## Selected text
AI bot rips off human eyes, easily cracks web CAPTCHA codes. Ouch

Computer software that mimics how the human visual cortex works can solve text-based CAPTCHA challenges, the image recognition tasks often used by websites to differentiate human visitors from spam bots.

A paper describing the code was published on Thursday in the journal Science. A team from Vicarious – a California startup interested in developing artificial general intelligence for robots – developed the system, and called it a recursive cortical network (RCN). It can, we're told, convert CAPTCHAs that are randomized letters of text into a correct input with a decent level of accuracy.

CAPTCHA stands for Completely Automated Public Turing test to tell Computers and Humans Apart, and dates back 20 years to 1997. Distorted images of letters and numbers are confusing for machines to grok, but easy for humans to read. A website visitor typically has to type in the characters shown in a randomly generated CAPTCHA to prove they are a person before they can be allowed to sign up for an account or send a message, and so on.

## Exercise task
Carry the article above about the software that cracks CAPTCHA codes further, picking up right after its last sentence.

## Records
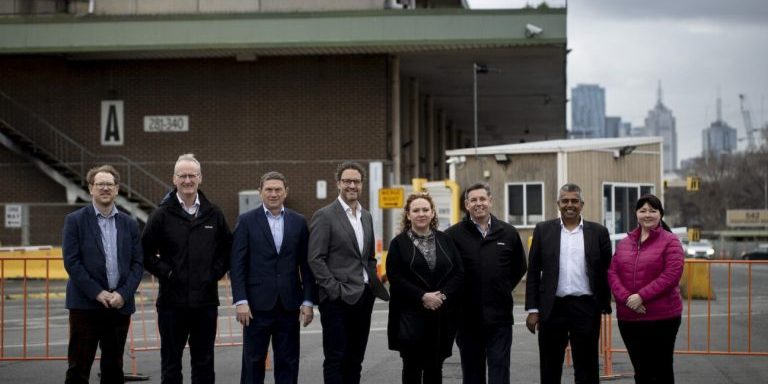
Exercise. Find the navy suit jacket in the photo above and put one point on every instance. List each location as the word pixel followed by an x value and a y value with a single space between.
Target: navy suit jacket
pixel 85 259
pixel 261 274
pixel 544 265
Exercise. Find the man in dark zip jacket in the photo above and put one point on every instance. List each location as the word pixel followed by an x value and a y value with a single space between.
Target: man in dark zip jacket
pixel 494 263
pixel 186 245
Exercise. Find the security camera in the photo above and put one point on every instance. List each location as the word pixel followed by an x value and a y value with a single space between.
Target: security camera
pixel 532 30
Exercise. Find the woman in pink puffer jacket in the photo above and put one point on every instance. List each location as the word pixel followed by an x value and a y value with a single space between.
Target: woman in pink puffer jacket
pixel 644 276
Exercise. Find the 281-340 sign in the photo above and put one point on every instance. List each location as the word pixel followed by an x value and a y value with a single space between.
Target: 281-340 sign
pixel 178 123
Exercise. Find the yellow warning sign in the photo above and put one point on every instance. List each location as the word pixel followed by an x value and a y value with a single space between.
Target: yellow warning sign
pixel 391 197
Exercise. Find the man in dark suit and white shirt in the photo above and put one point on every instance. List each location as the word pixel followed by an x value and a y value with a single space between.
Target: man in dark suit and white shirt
pixel 103 257
pixel 567 289
pixel 272 285
pixel 342 258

## Output for this exercise
A CAPTCHA implementation is considered broken if it can be automatically and successfully solved at a rate above one per cent, ie: one in one hundred can be solved by software. The RCN can recognize text-based codes from Google’s reCAPTCHA, BotDetect's CAPTCHA generator, and Yahoo and PayPal's robot challenges with more than 50 per cent accuracy.

The software's model takes inspiration from assumptions based on how neurologists think the visual cortex works in mammalian brains, we're told.

Dileep George, a researcher and cofounder of Vicarious, told The Register there is evidence the visual cortex is a hierarchical system. There is one set of neurons in the system detecting object edges, and another for inspecting the surface and texture. Both work together to build up the brain's internal understanding of individual objects so they can be recognized.

The RCN works in similar manner. There are subnetworks made up of nodes that collect “child features” that identify the edges of characters; these are basic representations of particular letters. On top of that is another layer of nodes grouped together to identify “parent features,” where the information from the “child features” is used to build a higher representation and the overall shape of each letter.

Another subnetwork is used to recognize the different styles of fonts used in the CAPTCHA challenges. The system is trained on all 26 letters of the modern English alphabet in various typefaces.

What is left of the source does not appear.